Exercise —
Please set out every line of the records below as a numbered list, leaving out the blank lines and the pictures.

Data to use —
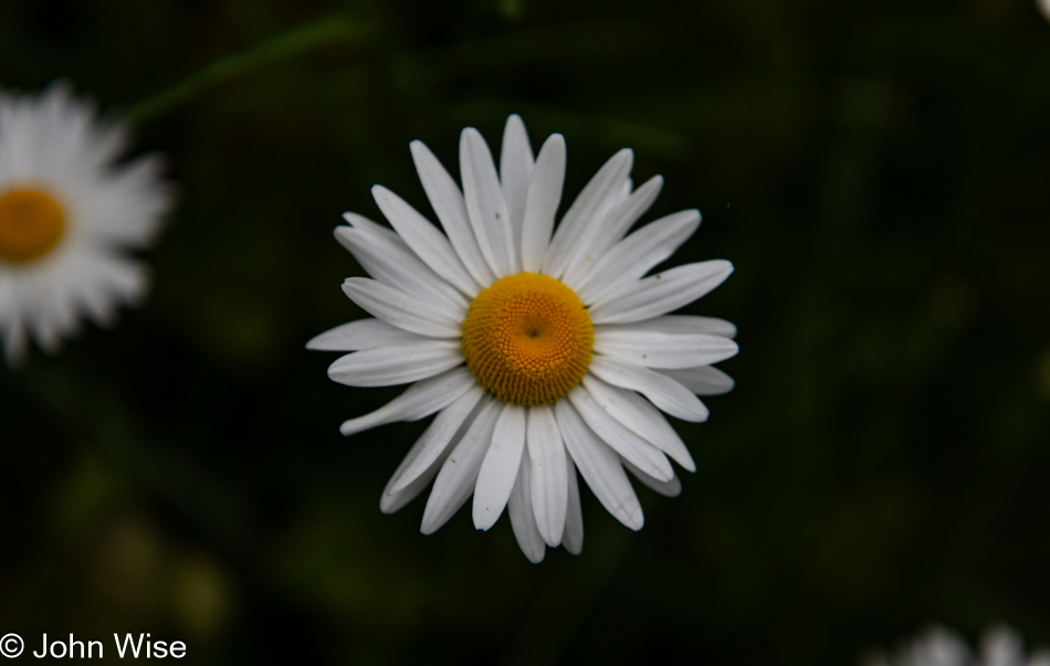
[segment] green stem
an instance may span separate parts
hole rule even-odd
[[[326,17],[306,23],[245,51],[219,60],[196,74],[141,99],[128,109],[126,117],[135,124],[145,123],[186,103],[208,87],[315,46],[357,36],[360,36],[360,31],[344,15]]]

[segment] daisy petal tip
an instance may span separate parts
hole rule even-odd
[[[490,507],[476,504],[471,516],[474,519],[474,529],[483,532],[492,529],[492,526],[500,519],[500,515],[495,514]]]

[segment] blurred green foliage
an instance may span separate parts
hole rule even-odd
[[[0,369],[0,633],[200,664],[853,664],[928,621],[1050,644],[1032,2],[12,0],[0,43],[0,85],[132,109],[180,188],[145,307]],[[510,113],[566,136],[567,199],[630,146],[666,178],[647,219],[701,209],[673,261],[735,263],[689,311],[742,347],[675,424],[683,495],[640,489],[632,533],[585,491],[584,553],[536,567],[505,519],[380,515],[424,424],[344,440],[398,390],[303,348],[361,316],[339,214],[378,219],[376,182],[429,211],[409,140],[454,170]]]

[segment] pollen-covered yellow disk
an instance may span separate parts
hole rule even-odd
[[[463,358],[482,387],[512,404],[554,404],[584,379],[595,327],[573,289],[549,275],[494,282],[463,321]]]
[[[34,188],[0,193],[0,261],[24,264],[62,240],[65,213],[51,194]]]

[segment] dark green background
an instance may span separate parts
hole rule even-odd
[[[135,106],[336,12],[339,39]],[[148,631],[201,664],[855,664],[930,621],[1050,644],[1031,1],[0,4],[0,84],[59,76],[141,113],[180,201],[145,307],[0,368],[0,633]],[[742,352],[675,423],[684,493],[641,488],[633,533],[585,490],[584,553],[540,565],[505,518],[380,515],[424,424],[342,437],[398,389],[303,348],[361,316],[339,214],[378,219],[377,182],[429,213],[408,142],[458,172],[460,129],[497,145],[510,113],[565,135],[567,199],[632,147],[666,178],[647,220],[704,214],[674,262],[736,265],[687,308]]]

Result —
1. [segment] green stem
2. an instance may span separate parts
3. hole rule even-odd
4. [[[326,17],[306,23],[245,51],[219,60],[196,74],[141,99],[128,109],[126,117],[135,124],[145,123],[186,103],[208,87],[315,46],[357,36],[360,36],[360,31],[344,15]]]
5. [segment] daisy petal tip
6. an instance may span separate parts
7. hole rule even-odd
8. [[[490,507],[476,504],[471,516],[474,519],[474,529],[483,532],[492,529],[492,526],[500,519],[500,515],[495,514]]]
9. [segment] blurred green foliage
10. an instance may span separate parts
11. hole rule even-odd
12. [[[0,369],[0,633],[200,664],[853,664],[928,621],[1050,644],[1032,2],[12,0],[0,43],[0,85],[132,109],[180,188],[145,307]],[[510,113],[566,136],[567,199],[630,146],[666,178],[647,219],[701,209],[673,261],[735,263],[689,311],[742,347],[675,424],[683,495],[640,489],[632,533],[585,491],[584,553],[536,567],[505,519],[380,515],[424,424],[344,440],[398,390],[303,348],[361,316],[339,214],[378,219],[376,182],[429,211],[409,140],[454,170]]]
13. [segment] pollen-covered yellow disk
14. an instance may span separate parts
15. hole rule even-odd
16. [[[463,358],[482,387],[512,404],[554,404],[584,379],[595,327],[573,289],[549,275],[494,282],[463,321]]]
17. [[[34,188],[0,193],[0,261],[24,264],[62,240],[65,213],[51,194]]]
18. [segment] dark green background
19. an instance may span separate parts
20. hole rule even-odd
21. [[[135,106],[336,12],[339,39]],[[148,631],[201,664],[855,664],[930,621],[1050,644],[1031,1],[0,4],[0,84],[59,76],[141,113],[180,201],[145,307],[0,368],[0,633]],[[742,352],[675,423],[684,493],[641,488],[633,533],[585,490],[584,553],[540,565],[505,518],[380,515],[424,424],[342,437],[398,389],[303,348],[361,316],[339,214],[378,219],[377,182],[429,213],[408,142],[458,172],[460,129],[497,145],[510,113],[565,135],[567,199],[632,147],[666,178],[647,220],[704,214],[674,262],[736,265],[687,308]]]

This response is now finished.